§ AUFGABEN ZUR ÜBUNG
**A.** Wie lässt sich der Text über das Magnetophon in zwei Sätzen zusammenfassen?
**B.** Knüpfe an den letzten Satz des Textes über das Magnetophon an und schreib ihn weiter.

§ TEXT ZUM LESEN
-------
Von den drei Arten der Aufzeichnung von Ton und Sprache, dem Nadelton-, Lichtton- und Magnettonverfahren, ist das letztgenannte bisher in der Öffentlichkeit kaum bekannt geworden, obwohl es sich durch besondere Einfachheit auszeichnet und daher für die Benutzung durch Laien vorzüglich geeignet ist. Die AEG benutzt deshalb dieses Verfahren für das von ihr neu entwickelte Tonaufzeichnungsgerät Magnetophon (Bilder 1 und 2).
 
Magnetophon, Koffergerät Bild 1. Magnetophon.
Koffergerät, betriebsfertig.
Magnetophon ohne Koffer Bild 2. Magnetophon.
Ohne Koffer.
Das Magnettonverfahren ist in seinem Grundsatz eine Erfindung von Poulsen: Die in einem Mikrophon erzeugten elektrischen Stromschwankungen fließen durch einen Elektromagneten, den Sprechkopf, durch dessen Feld ein Stahldraht oder Stahlband gleichmäßig hindurchgezogen wird. Die im Rhythmus der Schwankungen des Mikrophonstromes erfolgenden Änderungen des Magnetfeldes magnetisieren den Stahltonträger. Um die auf diese Weise aufgezeichneten Töne wieder hörbar zu machen, läßt man den Stahltonträger mit derselben Geschwindigkeit wie bei der Aufnahme an einem dem Sprechkopf in seiner Form entsprechenden Hörkopf vorbeigleiten und macht die durch die verschieden starken Magnetisierungen des Stahltonträgers im Hörkopf erzeugten Stromschwankungen durch einen Kopfhörer bzw. Lautsprecher wieder hörbar. Irgendein mechanisches Abtasten und die damit verbundene Abnutzung des Trägers, wie sie dem Nadeltonverfahren anhaften, werden daher vermieden.
-------
(Beispiele zur Maskenbeschriftung)
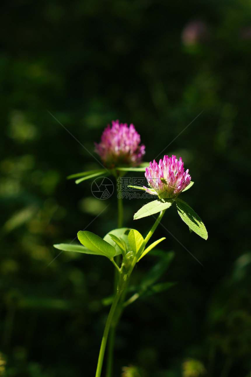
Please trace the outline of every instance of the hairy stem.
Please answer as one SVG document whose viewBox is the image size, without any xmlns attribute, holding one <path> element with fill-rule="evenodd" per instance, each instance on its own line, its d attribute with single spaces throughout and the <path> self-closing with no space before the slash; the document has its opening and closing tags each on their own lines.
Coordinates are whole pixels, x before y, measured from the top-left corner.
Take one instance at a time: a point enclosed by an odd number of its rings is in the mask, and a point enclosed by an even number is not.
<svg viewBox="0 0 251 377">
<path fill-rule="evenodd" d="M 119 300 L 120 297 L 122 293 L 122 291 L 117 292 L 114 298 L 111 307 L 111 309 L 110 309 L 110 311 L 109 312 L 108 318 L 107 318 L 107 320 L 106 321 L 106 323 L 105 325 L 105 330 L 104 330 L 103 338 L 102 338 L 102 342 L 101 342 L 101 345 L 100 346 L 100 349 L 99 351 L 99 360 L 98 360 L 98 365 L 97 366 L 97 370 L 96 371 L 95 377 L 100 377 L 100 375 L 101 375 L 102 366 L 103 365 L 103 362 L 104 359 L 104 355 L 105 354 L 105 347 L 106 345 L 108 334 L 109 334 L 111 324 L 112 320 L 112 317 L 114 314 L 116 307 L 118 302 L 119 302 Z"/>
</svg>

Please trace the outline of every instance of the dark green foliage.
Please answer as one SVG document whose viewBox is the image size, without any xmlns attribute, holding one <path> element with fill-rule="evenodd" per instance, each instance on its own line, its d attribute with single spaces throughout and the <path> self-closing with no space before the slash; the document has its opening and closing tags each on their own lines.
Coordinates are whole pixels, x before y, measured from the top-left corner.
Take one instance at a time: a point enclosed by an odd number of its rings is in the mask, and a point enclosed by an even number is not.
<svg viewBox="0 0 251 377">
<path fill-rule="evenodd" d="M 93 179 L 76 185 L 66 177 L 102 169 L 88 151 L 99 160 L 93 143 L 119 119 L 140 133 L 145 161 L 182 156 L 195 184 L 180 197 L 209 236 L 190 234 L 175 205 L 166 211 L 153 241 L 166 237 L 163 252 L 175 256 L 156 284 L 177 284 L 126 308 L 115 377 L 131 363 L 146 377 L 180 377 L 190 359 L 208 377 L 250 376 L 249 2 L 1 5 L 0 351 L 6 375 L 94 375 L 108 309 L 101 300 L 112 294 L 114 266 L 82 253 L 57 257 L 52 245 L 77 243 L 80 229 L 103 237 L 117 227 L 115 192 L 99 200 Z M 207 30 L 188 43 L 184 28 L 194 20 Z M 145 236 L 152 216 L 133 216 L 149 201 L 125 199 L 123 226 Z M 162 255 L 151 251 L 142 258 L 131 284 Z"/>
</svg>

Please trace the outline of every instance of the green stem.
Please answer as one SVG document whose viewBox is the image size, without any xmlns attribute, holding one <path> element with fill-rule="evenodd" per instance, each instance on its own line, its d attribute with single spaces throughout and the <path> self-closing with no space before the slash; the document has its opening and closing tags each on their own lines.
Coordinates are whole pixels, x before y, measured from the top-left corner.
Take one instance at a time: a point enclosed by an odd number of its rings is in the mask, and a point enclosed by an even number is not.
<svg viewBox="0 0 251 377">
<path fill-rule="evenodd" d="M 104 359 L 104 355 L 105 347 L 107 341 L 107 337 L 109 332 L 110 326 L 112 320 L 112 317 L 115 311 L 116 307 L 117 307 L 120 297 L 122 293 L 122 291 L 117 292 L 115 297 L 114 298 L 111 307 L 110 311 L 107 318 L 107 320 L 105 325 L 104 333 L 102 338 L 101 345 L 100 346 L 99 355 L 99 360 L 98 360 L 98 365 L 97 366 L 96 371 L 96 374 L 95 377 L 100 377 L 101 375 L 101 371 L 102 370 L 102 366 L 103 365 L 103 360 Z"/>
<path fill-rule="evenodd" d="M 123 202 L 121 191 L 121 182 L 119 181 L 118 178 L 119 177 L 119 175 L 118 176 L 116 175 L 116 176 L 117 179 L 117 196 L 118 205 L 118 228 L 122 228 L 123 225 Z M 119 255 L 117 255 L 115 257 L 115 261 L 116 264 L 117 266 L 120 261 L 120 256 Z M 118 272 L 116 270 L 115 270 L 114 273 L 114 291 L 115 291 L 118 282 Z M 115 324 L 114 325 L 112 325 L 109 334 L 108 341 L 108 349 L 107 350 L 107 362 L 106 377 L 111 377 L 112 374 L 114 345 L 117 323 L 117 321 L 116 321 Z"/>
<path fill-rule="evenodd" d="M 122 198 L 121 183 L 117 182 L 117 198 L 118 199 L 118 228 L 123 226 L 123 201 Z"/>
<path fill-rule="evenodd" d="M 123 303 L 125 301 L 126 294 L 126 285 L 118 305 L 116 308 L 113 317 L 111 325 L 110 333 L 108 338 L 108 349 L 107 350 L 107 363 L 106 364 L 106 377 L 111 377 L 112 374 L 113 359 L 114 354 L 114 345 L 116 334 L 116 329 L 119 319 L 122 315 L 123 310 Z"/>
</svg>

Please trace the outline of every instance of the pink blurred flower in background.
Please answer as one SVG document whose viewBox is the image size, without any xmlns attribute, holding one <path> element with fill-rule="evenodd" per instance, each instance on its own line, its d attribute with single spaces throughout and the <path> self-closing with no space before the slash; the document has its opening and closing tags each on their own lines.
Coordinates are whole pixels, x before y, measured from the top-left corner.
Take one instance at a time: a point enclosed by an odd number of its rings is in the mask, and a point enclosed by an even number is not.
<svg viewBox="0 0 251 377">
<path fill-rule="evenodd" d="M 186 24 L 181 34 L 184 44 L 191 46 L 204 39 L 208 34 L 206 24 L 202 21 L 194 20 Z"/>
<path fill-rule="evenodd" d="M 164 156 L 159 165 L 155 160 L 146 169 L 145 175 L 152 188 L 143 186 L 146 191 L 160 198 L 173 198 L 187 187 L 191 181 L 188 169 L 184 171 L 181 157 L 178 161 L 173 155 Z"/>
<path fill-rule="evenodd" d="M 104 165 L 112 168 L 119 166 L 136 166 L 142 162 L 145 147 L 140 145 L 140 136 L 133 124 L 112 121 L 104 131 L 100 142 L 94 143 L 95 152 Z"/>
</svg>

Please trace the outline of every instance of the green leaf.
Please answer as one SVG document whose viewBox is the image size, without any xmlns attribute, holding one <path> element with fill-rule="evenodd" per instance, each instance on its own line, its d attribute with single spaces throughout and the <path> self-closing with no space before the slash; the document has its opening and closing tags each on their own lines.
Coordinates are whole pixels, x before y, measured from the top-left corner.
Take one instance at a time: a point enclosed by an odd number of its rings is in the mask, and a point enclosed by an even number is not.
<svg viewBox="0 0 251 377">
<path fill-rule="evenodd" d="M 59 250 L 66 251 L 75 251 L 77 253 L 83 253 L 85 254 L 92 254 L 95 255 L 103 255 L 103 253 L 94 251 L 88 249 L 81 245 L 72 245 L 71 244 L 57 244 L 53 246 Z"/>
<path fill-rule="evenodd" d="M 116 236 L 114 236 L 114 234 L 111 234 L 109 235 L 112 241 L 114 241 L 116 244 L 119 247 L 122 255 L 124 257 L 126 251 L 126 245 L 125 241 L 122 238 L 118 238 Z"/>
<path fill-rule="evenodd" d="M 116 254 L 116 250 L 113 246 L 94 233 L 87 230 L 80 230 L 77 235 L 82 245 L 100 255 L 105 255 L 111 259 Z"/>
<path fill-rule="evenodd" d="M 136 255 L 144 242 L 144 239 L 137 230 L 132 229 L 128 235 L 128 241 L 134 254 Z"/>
-------
§ DIE ANTWORTEN
**A.** Die AEG nutzt für ihr neu entwickeltes Tonaufzeichnungsgerät Magnetophon das Magnettonverfahren, das in der Öffentlichkeit kaum bekannt, aber besonders einfach und daher für Laien gut geeignet ist. Nach diesem auf Poulsen zurückgehenden Verfahren magnetisieren die Stromschwankungen eines Mikrophons über einen Sprechkopf einen gleichmäßig hindurchgezogenen Stahldraht oder ein Stahlband, das beim Abspielen mit derselben Geschwindigkeit an einem Hörkopf vorbeigleitet, sodass die Töne ohne mechanisches Abtasten und ohne Abnutzung des Trägers wieder hörbar werden.

**B.**
Durch das Durchziehen des besprochenen Stahltonträgers durch ein gleichbleibendes Magnetfeld von bestimmter Stärke wird das aufgezeichnete Gespräch gelöscht und damit der Stahlträger wieder für eine neue Aufzeichnung verwendbar. Das Löschen vollzieht sich bei dem Magnetophon ohne Verzögerung, d. h. der alte Text wird bei dem Neuaufsprechen selbsttätig gelöscht.
So vereinigen sich in dem Magnettonverfahren die wesentlichen Vorzüge der beiden anderen Verfahren: sofortige Wiedergabe und keinerlei Abnutzung beim Abhören. Als weiterer wesentlicher Vorzug, der nur dem Magnettonverfahren eigen ist, kommt die einfache Löschmöglichkeit hinzu.
Bei der Kostspieligkeit der bisher angewandten Stahltonträger, des Stahldrahtes und Stahlbandes, wurde auf die wünschenswerte aktenmäßige Aufbewahrung der Gespräche verzichtet; die fertigen Gespräche wurden nach Benutzung gelöscht, damit der kostspielige Stahltonträger für neue Verwendung zur Verfügung stand. Das bedingte eine starke Einschränkung des Anwendungsbereiches der Geräte.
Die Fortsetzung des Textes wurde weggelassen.